● EXERCISE AIM
What you need to do is retype every entry exactly as written.

● Point localization data
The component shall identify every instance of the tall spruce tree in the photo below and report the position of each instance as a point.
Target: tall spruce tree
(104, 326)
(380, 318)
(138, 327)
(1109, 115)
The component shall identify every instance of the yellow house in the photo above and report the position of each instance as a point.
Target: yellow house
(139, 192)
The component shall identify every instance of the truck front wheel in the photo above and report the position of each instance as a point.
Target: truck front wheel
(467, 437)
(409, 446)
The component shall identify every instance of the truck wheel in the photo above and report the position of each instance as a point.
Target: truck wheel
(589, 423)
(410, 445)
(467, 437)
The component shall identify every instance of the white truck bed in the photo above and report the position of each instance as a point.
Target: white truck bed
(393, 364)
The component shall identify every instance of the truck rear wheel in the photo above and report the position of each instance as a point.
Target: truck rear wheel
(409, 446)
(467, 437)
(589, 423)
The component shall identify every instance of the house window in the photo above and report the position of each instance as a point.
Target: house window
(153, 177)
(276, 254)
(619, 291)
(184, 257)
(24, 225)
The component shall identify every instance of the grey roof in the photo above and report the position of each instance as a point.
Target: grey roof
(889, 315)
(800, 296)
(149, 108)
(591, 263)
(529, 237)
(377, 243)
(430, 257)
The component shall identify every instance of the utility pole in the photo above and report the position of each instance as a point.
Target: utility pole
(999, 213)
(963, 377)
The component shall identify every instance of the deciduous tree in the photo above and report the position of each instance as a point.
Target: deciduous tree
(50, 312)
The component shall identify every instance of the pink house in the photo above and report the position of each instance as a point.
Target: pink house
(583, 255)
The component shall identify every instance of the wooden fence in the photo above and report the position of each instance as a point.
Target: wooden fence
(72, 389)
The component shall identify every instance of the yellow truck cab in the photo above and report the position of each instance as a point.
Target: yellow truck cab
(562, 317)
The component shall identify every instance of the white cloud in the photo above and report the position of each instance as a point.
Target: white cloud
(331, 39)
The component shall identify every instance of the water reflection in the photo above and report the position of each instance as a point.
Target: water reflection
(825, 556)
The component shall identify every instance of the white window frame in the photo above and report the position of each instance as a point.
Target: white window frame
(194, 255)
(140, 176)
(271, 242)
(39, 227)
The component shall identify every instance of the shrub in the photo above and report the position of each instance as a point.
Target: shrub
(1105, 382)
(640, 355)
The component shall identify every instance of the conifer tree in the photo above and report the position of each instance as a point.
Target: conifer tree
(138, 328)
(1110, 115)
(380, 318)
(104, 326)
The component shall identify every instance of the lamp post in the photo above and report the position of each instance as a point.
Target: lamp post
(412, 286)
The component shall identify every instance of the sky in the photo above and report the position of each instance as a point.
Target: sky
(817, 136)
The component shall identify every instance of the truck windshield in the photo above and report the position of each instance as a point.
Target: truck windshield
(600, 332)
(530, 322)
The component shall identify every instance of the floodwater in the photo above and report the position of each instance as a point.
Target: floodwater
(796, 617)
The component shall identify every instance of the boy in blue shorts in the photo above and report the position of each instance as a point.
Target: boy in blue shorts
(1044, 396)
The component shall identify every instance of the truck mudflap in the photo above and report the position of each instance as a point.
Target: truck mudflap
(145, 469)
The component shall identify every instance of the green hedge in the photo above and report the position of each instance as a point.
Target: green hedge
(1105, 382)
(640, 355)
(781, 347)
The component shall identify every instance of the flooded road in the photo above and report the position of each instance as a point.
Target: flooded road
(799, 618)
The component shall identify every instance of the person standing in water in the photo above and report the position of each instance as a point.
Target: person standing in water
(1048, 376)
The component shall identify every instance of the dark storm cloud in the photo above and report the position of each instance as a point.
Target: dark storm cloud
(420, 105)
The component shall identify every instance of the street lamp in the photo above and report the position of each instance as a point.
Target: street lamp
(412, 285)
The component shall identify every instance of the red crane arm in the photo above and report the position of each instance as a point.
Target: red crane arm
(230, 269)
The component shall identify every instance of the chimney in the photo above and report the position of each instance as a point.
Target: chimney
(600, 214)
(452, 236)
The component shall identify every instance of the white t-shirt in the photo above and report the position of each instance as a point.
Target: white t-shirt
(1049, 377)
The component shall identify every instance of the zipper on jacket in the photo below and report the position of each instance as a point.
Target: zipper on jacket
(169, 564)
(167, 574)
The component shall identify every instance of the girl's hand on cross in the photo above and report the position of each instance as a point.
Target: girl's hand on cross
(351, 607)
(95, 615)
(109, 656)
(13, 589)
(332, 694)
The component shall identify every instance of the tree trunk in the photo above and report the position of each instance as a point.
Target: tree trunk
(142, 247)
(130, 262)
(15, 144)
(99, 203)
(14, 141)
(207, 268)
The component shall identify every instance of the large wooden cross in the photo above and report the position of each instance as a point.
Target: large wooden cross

● ANSWER
The component shall identify every instance of the tall spruce tree in the photo below and report the position of each instance as a point.
Target: tall spruce tree
(104, 326)
(380, 318)
(138, 327)
(1109, 115)
The component shall identify every instance of the yellow house in the photo above and report the position of each instance as a point.
Target: yellow house
(139, 192)
The component shall identify every instance of the truck front wheel in the photo above and report the position of each instance as a point.
Target: truck front wheel
(467, 437)
(409, 446)
The component shall identify every instance of the truck wheel in the photo above and report the position of each instance as a point.
Target: truck wheel
(589, 423)
(410, 445)
(467, 437)
The component shall identify every instance of the white truck bed in the photo above and report the position of each instance as a point.
Target: white truck bed
(393, 364)
The component shall identify every instance of the truck rear wheel in the photo above and report the position of each instance as a point.
Target: truck rear wheel
(409, 446)
(467, 437)
(589, 423)
The component shall identify every instance of the house window in the photo above and report the position of each instance as a point.
Target: house window
(153, 177)
(276, 254)
(619, 291)
(184, 257)
(24, 225)
The component shall identify every instance of the grey roof in the photo above and report the position of each instance as a point.
Target: grey roof
(889, 315)
(800, 296)
(149, 108)
(591, 263)
(529, 237)
(377, 243)
(430, 257)
The component shall identify every instance of the utility pole in the photo above and report the position of each instance as a point.
Target: utility pole
(999, 213)
(963, 377)
The component shall identify every instance of the deciduous tree in the photo above and report the position of each instance as a point.
Target: deciduous tree
(50, 312)
The component shall identify every instance of the pink house in the photo above and report the position of each instance as a point.
Target: pink house
(583, 255)
The component shall identify every instance of the wooden fence in the photo above and report the position of each instance as a point.
Target: wooden fence
(72, 389)
The component shall identify every instance of the yellow truck cab in the photo above and report the position of each instance as a point.
Target: yellow truck cab
(562, 317)
The component shall identify every instance of the white cloud in the photo above and report the position of each instance as a point.
Target: white cloud
(331, 39)
The component shall identify every instance of the water reflection in the photo above and report the position of each instance as a point.
Target: water reflection
(825, 556)
The component shall identify every instance of the white window frame in the photo above and report the position of each instance as a point.
Target: white window frame
(194, 255)
(140, 176)
(271, 242)
(39, 227)
The component shall identify every instance of the shrub in the photo above and report the position of each instance as a point.
Target: shrub
(1105, 382)
(640, 355)
The component shall identify every instance of the conifer tree in the photo above and report the position of each instance as a point.
Target: conifer tree
(138, 328)
(1110, 115)
(380, 318)
(104, 326)
The component shall identify every instance of the lamp post in the photo above and report the position of each instance as a point.
Target: lamp post
(412, 286)
The component shall identify every instance of the sky in the photo above and report the position of each instance as a point.
Target: sky
(817, 136)
The component shall identify every instance of the truck windshield in the photo above and report the position of each instance as a point.
Target: truck windshield
(600, 332)
(530, 322)
The component shall identify every instance of the floodwater in the photo above and report the position of each instance as a point.
Target: floodwater
(796, 617)
The component shall identify every instance of the boy in blue shorts in the photo above and report the position of each instance as a point.
Target: boy in blue shorts
(1044, 396)
The component shall identify every instance of the truck mudflap in the photo above and report the position of each instance as a point.
Target: truck mudflap
(145, 469)
The component shall identify every instance of the green hedge in the photo above and report the position of each instance as a point.
Target: green hedge
(1105, 382)
(640, 355)
(781, 347)
The component shall identify every instance of the flooded road in the photo above and report the position of each instance as a point.
Target: flooded road
(799, 618)
The component shall identify every instance of the person standing in water in the photo above and report the position of each instance as a point.
Target: person standing in water
(1048, 376)
The component shall identify every instance of the dark storm cloud in the photo above and report the position of each instance as a point.
Target: dark storm cloud
(420, 105)
The component shall identify every instance of the street lamp in the photo above and report the position of each instance as a point.
Target: street lamp
(412, 285)
The component shall identify every instance of the red crane arm in the photo above and report the position of each instance as a point.
Target: red crane arm
(230, 269)
The component shall identify every instance of the chimney in the photo above and report the position of each instance as a point.
Target: chimney
(600, 214)
(452, 236)
The component shall identify every instance of the white t-shirt in the photo above and report the position of each instance as a point.
Target: white t-shirt
(1049, 377)
The component shall identify every instance of the zipper on jacket in the photo below and report the position of each instance as a point.
Target: zipper on jacket
(169, 564)
(167, 574)
The component shall identify every instance of the girl's hand on cross in the photo above and report the position of each instance as a point.
Target: girl's hand on cross
(351, 607)
(95, 615)
(109, 656)
(13, 589)
(332, 694)
The component shall identify every instance of the tree trunk in the photo above and report the position of each instance as a point.
Target: tree trunk
(142, 247)
(130, 262)
(15, 144)
(99, 203)
(14, 141)
(207, 268)
The component shall identify every instance of the large wooden cross in the photo above and report the position of each instance as a point.
Target: large wooden cross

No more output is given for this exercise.